*WHAT YOU ARE ASKED TO DO:*
Every line in the records below with the string "tree" is to be copied out.

-------

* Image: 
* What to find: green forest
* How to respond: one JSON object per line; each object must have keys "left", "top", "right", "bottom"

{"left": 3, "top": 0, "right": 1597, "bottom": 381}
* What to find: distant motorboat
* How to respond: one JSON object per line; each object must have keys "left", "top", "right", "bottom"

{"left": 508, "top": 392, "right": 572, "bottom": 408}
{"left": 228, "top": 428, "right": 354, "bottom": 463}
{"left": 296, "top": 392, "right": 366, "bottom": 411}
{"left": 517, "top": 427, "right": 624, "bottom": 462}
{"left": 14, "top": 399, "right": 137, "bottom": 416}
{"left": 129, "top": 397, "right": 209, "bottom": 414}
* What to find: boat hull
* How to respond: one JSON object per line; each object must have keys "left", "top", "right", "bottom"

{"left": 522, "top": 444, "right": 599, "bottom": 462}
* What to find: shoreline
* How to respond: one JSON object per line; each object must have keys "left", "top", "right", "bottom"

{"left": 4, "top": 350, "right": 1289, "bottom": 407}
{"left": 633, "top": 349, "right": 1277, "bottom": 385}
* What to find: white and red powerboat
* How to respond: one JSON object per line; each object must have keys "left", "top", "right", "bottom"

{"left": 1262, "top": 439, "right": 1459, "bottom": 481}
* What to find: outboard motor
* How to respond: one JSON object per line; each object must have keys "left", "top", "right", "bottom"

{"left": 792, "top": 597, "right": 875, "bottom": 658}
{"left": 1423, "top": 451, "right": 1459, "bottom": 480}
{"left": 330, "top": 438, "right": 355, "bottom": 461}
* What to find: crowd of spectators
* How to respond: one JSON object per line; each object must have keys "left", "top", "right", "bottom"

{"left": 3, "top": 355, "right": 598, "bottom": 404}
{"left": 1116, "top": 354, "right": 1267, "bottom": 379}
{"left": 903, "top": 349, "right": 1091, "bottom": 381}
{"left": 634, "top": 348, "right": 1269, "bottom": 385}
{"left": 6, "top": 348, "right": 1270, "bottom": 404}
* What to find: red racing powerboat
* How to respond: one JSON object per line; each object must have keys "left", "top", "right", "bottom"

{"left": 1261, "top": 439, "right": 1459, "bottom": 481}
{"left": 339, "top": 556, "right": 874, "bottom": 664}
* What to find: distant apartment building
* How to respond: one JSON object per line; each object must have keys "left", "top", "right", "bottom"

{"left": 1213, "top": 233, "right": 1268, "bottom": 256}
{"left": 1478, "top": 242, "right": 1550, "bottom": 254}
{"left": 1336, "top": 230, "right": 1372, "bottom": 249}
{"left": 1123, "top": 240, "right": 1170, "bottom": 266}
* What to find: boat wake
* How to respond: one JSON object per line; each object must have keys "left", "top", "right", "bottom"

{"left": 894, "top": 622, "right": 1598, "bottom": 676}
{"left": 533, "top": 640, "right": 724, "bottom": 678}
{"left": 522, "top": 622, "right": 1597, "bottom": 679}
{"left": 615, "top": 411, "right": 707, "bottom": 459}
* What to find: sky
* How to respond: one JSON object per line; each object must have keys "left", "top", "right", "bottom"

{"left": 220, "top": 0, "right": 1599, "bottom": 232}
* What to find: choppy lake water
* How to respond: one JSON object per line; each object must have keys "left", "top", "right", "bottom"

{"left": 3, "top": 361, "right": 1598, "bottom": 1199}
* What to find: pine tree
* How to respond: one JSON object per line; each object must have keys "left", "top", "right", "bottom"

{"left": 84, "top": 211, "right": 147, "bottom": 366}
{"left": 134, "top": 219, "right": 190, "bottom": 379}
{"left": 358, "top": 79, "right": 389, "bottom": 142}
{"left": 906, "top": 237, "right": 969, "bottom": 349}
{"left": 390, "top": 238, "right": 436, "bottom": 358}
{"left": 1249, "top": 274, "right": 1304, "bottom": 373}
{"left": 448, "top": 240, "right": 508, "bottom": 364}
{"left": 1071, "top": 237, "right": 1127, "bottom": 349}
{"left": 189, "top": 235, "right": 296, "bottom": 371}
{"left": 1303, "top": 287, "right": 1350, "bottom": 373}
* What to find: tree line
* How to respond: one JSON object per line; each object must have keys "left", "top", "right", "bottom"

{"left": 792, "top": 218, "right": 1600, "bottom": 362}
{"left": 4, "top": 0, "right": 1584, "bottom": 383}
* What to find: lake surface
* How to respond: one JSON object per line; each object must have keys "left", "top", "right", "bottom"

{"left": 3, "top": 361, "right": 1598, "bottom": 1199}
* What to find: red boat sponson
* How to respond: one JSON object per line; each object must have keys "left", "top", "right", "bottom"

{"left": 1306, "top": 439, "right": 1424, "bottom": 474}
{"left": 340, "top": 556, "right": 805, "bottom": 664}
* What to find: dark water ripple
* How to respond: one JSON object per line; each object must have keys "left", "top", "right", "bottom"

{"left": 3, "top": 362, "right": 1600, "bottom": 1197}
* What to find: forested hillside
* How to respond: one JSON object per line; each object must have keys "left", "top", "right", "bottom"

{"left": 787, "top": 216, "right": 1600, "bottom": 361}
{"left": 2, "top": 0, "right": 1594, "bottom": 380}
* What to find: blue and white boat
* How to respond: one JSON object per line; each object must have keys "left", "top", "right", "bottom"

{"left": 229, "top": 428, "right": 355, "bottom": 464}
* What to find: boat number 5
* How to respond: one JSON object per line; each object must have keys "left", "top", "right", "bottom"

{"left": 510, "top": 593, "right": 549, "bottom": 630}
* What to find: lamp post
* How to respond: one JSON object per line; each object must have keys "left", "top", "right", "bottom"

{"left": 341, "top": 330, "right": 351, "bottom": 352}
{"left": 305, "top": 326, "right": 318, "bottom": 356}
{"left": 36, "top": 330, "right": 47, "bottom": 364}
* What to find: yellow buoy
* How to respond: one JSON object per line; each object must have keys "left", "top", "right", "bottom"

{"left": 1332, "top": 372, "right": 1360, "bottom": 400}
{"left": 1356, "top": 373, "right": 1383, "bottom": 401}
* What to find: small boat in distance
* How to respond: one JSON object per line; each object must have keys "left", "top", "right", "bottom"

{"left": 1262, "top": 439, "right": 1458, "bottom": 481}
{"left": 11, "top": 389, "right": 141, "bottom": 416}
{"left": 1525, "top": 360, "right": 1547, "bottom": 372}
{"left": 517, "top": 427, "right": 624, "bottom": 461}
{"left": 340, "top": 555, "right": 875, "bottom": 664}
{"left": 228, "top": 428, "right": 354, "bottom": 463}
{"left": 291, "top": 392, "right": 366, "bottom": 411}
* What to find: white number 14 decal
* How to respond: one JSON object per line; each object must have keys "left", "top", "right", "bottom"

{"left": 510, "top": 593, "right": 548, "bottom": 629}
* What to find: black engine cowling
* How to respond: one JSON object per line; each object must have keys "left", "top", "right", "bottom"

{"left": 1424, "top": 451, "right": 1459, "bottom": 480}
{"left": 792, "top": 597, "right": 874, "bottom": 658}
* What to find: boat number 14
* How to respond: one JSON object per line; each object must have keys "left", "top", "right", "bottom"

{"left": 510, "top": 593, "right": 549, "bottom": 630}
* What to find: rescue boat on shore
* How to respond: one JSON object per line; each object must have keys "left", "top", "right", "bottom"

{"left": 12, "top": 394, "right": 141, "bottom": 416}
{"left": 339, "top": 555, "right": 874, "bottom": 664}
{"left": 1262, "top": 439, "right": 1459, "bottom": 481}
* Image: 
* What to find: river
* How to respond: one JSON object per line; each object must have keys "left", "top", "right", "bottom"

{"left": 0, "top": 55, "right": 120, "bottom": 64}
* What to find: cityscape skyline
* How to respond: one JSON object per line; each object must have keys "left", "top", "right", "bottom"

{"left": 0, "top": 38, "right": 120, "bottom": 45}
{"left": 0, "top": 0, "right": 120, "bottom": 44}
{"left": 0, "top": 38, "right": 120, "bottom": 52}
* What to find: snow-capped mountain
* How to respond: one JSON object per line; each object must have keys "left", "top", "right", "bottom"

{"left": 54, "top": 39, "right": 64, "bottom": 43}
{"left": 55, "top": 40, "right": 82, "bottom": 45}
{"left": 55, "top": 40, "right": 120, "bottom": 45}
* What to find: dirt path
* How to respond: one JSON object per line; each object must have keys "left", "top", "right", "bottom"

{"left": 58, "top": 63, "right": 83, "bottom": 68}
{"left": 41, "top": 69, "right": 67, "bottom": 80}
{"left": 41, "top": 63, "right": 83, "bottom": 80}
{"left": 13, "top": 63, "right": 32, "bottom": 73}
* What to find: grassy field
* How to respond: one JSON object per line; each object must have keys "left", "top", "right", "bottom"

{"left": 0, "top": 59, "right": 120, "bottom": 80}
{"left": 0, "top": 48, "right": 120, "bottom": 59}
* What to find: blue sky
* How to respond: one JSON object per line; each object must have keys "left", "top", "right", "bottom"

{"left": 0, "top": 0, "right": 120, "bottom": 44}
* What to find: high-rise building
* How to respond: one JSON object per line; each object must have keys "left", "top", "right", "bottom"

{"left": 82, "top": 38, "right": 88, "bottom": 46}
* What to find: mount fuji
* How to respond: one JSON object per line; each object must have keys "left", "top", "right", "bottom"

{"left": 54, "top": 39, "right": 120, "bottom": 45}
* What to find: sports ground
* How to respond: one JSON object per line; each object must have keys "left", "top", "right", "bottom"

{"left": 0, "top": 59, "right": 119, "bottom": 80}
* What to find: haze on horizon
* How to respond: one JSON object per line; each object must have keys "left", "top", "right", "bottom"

-------

*OUTPUT BELOW:*
* What to find: pine tree
* What to find: tree line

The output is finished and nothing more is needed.